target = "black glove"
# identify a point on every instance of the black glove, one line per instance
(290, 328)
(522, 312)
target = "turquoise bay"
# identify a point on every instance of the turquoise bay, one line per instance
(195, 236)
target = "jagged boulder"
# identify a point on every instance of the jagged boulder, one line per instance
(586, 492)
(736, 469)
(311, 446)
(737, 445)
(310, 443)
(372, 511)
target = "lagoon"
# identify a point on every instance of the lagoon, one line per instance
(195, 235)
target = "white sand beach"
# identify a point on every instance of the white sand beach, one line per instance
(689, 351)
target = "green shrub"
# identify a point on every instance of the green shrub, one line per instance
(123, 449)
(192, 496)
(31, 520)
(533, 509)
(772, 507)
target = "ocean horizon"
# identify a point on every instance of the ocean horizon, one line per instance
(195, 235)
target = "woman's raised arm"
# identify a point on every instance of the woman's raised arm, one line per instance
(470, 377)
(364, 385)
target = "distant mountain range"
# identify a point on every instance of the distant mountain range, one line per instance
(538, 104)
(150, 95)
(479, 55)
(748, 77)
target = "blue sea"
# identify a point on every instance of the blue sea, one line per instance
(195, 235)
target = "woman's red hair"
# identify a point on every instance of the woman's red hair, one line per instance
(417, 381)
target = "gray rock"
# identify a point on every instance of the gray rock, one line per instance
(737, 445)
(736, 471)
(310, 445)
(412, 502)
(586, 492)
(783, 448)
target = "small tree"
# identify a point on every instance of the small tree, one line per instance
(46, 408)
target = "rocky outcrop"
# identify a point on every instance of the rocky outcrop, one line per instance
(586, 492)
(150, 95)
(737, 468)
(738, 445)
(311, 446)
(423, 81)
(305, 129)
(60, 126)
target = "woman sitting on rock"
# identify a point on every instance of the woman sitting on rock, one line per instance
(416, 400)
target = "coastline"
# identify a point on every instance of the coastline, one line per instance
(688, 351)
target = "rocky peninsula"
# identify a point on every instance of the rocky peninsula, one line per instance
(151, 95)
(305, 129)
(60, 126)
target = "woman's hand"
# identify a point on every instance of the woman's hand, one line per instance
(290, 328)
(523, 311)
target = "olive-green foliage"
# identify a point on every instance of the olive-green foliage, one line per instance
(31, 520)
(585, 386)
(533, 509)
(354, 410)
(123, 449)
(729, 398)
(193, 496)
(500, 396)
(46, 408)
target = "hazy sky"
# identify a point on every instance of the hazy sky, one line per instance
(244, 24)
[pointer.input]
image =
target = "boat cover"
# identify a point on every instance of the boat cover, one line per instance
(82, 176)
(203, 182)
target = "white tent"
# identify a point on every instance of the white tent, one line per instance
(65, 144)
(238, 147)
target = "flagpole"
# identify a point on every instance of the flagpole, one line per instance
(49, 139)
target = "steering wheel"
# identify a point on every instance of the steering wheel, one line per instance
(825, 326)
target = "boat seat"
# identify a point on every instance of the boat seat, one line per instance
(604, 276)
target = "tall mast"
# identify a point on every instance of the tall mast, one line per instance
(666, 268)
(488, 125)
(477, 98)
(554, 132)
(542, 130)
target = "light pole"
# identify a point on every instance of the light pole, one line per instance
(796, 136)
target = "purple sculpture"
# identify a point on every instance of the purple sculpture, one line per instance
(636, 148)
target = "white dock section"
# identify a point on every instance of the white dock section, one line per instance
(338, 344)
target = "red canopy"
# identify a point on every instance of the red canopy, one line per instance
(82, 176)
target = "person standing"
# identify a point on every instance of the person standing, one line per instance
============
What needs to be done: Please output the entire listing exactly as it stands.

In response:
target = "black glove"
# identify a point on every instance of the black glove, one line per instance
(290, 328)
(522, 312)
target = "turquoise bay"
# identify a point on every instance of the turquoise bay, one line per instance
(195, 236)
target = "jagged boulder"
# identify a point on every instance of the jagged boulder, one line per instance
(586, 492)
(736, 469)
(311, 446)
(737, 445)
(310, 443)
(372, 511)
target = "lagoon"
# identify a point on every instance of the lagoon, one line per instance
(195, 235)
target = "white sand beach"
# identify a point on every instance of the white sand beach, one line per instance
(689, 351)
target = "green shrub"
# identify a point on every instance of the green shrub, one line per instance
(123, 449)
(192, 496)
(31, 520)
(533, 509)
(772, 507)
target = "ocean horizon"
# identify a point on every instance of the ocean horizon, one line per instance
(195, 235)
target = "woman's raised arm"
# identify a point on every instance of the woman's raised arm, one line per instance
(470, 377)
(364, 385)
target = "distant mountain range"
# identify a point on every instance of the distant mountain range, one line per instance
(538, 104)
(150, 95)
(479, 55)
(748, 77)
target = "blue sea"
# identify a point on every instance of the blue sea, one line per instance
(195, 235)
target = "woman's red hair"
# identify a point on every instance of the woman's red hair, one line per instance
(417, 381)
target = "gray rock"
# identify a point on every instance of the gray rock, one line per instance
(737, 445)
(736, 471)
(310, 445)
(412, 502)
(586, 492)
(783, 448)
target = "small tree"
# identify a point on every instance of the small tree, one line per instance
(46, 408)
target = "rocky outcrop"
# identify a point on every instance of the rocky outcrop, one line per instance
(586, 492)
(150, 95)
(737, 468)
(738, 445)
(311, 446)
(423, 81)
(305, 129)
(60, 126)
target = "woman sitting on rock"
# identify a point on every instance of the woman sitting on rock, one line per instance
(416, 400)
target = "coastline"
# identify a point on every instance of the coastline, one line per instance
(688, 351)
target = "rocky peninsula"
# identify a point on every instance of the rocky peninsula, one line per instance
(151, 95)
(305, 129)
(60, 126)
target = "woman's hand"
# identify a point on every instance of the woman's hand, one line per instance
(290, 328)
(523, 311)
target = "olive-green foliage"
# identify a point on every instance of the olive-green foliage, one line per instance
(31, 520)
(585, 386)
(533, 509)
(354, 410)
(123, 449)
(729, 398)
(193, 496)
(500, 396)
(46, 408)
target = "hazy sky"
# identify a point on every instance of the hazy sky, one line per instance
(244, 24)
[pointer.input]
image =
target = "boat cover"
# identify a point on every instance of the boat cover, one line per instance
(82, 176)
(203, 182)
target = "white tent"
# identify a point on every instance of the white tent, one line per instance
(65, 144)
(238, 147)
target = "flagpole"
# identify a point on every instance of the flagpole, one line per instance
(49, 139)
target = "steering wheel"
# identify a point on every instance of the steering wheel, one line per instance
(825, 326)
target = "boat seat"
# identify a point on every instance of the boat seat, one line per instance
(604, 276)
target = "tall mast"
# identify a point on every instance of the tall mast, one line per instance
(666, 268)
(488, 125)
(477, 98)
(554, 132)
(542, 130)
target = "light pole"
# identify a point on every instance of the light pole, one line per instance
(796, 136)
target = "purple sculpture"
# identify a point on every instance of the purple sculpture, one line per instance
(636, 148)
target = "white dock section"
# identify a point on every instance of the white dock section, one line per instance
(338, 344)
target = "red canopy"
# identify a point on every instance of the red canopy, one line per instance
(82, 176)
target = "person standing"
# identify a point on every instance of the person standing, one line per instance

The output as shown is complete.